Count the lines in the entries below that contain the string "rough". Give only the number.

Stored items
#####
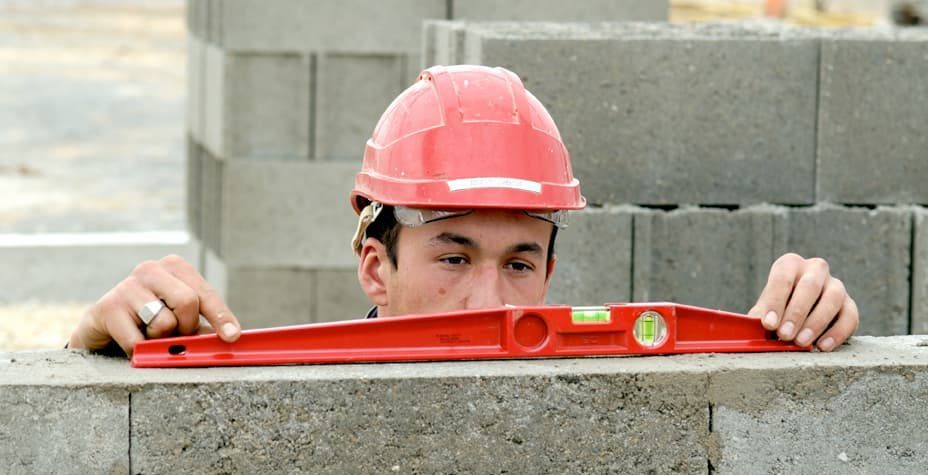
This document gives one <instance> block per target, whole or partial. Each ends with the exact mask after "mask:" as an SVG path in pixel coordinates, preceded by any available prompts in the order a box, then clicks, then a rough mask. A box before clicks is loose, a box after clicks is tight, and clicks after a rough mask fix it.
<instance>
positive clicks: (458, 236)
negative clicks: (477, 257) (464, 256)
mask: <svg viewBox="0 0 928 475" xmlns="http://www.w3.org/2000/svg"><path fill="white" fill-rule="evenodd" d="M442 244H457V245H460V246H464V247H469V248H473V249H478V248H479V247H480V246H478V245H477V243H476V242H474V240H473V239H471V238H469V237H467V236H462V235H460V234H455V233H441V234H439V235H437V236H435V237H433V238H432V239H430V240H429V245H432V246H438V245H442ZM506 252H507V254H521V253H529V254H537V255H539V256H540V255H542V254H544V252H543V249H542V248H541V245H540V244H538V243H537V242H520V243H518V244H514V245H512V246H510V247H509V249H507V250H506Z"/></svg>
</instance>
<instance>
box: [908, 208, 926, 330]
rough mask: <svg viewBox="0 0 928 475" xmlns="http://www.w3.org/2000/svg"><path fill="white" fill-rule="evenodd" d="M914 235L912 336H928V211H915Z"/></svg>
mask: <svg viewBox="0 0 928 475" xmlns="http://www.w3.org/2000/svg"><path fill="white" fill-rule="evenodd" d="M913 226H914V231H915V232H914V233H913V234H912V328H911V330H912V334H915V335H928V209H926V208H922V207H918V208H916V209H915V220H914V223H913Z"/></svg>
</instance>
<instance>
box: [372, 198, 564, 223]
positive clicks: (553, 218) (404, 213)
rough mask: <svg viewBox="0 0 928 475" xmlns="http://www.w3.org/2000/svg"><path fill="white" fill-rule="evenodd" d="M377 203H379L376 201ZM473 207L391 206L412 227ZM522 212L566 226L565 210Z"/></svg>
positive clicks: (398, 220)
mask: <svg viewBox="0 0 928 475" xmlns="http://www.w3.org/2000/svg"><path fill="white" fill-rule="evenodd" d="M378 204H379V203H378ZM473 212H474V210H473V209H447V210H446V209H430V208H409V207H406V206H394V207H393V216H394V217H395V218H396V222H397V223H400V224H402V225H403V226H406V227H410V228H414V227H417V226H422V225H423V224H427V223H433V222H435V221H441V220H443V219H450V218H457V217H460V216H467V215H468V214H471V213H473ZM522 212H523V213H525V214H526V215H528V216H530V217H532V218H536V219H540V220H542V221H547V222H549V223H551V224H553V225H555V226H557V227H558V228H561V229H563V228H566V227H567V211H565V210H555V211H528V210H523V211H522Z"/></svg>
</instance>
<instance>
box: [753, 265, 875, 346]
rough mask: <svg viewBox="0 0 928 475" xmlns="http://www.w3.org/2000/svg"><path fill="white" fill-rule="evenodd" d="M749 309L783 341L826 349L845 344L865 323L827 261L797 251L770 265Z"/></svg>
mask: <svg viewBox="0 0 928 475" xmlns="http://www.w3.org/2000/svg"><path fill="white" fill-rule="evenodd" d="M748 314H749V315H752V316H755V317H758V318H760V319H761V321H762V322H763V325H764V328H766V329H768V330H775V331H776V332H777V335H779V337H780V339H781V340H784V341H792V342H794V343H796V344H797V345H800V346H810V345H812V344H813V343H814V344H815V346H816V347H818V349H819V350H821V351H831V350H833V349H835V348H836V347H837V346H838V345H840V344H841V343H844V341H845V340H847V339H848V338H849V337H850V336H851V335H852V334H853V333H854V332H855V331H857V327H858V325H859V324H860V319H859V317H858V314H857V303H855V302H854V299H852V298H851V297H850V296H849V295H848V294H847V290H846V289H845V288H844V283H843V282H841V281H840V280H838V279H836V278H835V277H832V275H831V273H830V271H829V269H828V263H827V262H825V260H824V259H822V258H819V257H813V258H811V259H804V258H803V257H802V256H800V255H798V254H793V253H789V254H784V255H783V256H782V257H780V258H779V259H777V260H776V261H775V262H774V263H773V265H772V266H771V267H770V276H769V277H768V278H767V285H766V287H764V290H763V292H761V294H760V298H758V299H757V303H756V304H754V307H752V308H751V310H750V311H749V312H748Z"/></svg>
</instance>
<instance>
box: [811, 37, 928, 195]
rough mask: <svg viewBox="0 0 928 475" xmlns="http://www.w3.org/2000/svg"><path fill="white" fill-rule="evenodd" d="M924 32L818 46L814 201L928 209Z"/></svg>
#####
● RESPONSE TO THE EXERCISE
5